- **EXERCISE INPUT**
----------
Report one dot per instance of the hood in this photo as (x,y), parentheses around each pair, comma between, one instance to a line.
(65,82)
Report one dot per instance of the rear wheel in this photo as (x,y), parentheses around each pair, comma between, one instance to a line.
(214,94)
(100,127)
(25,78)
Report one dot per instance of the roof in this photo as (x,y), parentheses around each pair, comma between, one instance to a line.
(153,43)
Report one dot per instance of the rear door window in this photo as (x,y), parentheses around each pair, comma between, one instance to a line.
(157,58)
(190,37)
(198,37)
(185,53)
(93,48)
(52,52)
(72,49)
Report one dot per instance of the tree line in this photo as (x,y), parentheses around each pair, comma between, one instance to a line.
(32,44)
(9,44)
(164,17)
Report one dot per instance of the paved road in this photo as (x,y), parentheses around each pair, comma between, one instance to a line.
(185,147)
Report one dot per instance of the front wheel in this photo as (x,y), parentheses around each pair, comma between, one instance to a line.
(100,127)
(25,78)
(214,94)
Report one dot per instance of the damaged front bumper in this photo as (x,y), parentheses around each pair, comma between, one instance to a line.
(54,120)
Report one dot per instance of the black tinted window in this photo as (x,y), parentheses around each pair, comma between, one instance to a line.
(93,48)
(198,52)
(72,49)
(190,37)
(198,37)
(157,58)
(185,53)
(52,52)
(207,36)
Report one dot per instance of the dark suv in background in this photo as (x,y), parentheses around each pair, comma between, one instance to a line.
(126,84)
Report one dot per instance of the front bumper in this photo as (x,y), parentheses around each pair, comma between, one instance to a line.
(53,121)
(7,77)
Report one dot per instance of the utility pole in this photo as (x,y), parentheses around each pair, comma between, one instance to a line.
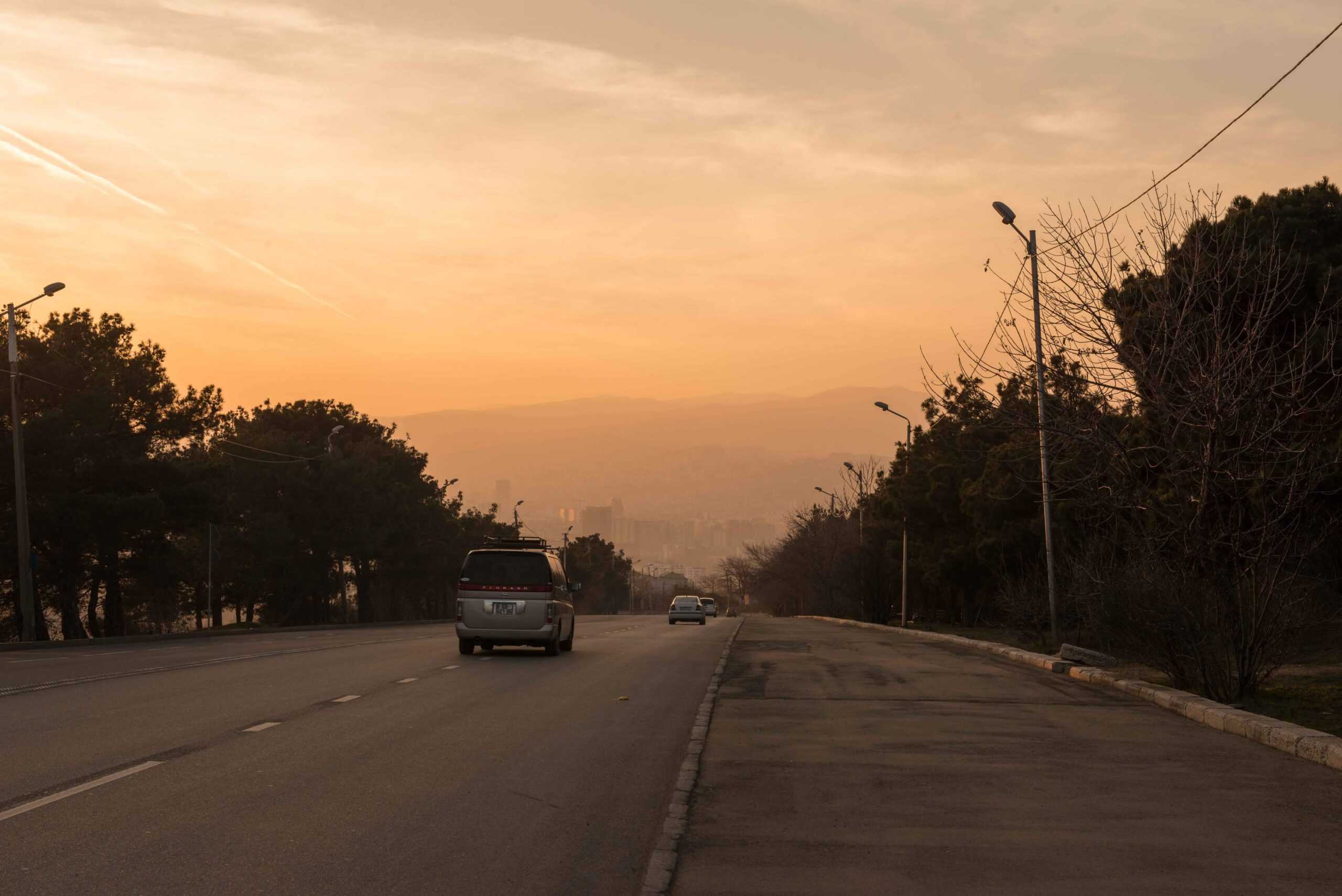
(20,493)
(862,495)
(1032,249)
(904,564)
(1043,441)
(27,606)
----------
- **TASK STATEMENT**
Make an exact copy of the records above, with the pictures left out.

- **FINAL ANSWER**
Report one dot per instance of the hood in this photo as (x,y), parentheses around each pair, comma between, one instance to a line.
(65,82)
Report one dot per instance of the rear wheel in this photo as (x,y), parentheses around each pair, comma between, one instance to a line.
(214,94)
(100,127)
(25,78)
Report one dot per instance of the roof in this photo as (x,y), parentheses around each pair, comma between, one instance to a line.
(153,43)
Report one dot per instance of the rear door window in this photo as (x,y), parentheses around each pair, comma between, one instance to a line.
(157,58)
(190,37)
(198,37)
(185,53)
(93,48)
(52,52)
(72,49)
Report one dot per instance of the tree line in this photo as (x,y), parentheses around each pair, comma between, one instance to a line.
(32,44)
(9,44)
(164,17)
Report one dot per instance of the paved road in this photo as (x,y), parentheses around each pair, comma between, one instance to a line.
(185,147)
Report one dot per instance of the front wheel in this photo as (x,y), parentheses around each pair, comma between, one instance to a line.
(100,127)
(25,78)
(214,94)
Report one dot per instance of the damaged front bumper in this photo as (x,y), parentheses around each pair, comma between, one instance to a line.
(54,120)
Report one dot per instance of the black tinted window in this photo as (x,y), parentheses around each pair, comma between, one instance to a line.
(93,48)
(198,52)
(72,49)
(190,37)
(198,37)
(157,58)
(185,53)
(52,52)
(207,36)
Report one dot per instance of the dark suv in background in this photo as (x,y), parentheses around each pair, comma between, one instance to a line.
(126,84)
Report one dot per instance of the front bumper in this photo as (x,y), parentheses around each pair, comma between, one instance to a line.
(53,121)
(7,77)
Report one dot per instance of the utility pole in this photo as (x,y), parentheses around each pair, comma between, one instance to a line.
(20,493)
(862,495)
(1032,249)
(904,564)
(1043,441)
(27,606)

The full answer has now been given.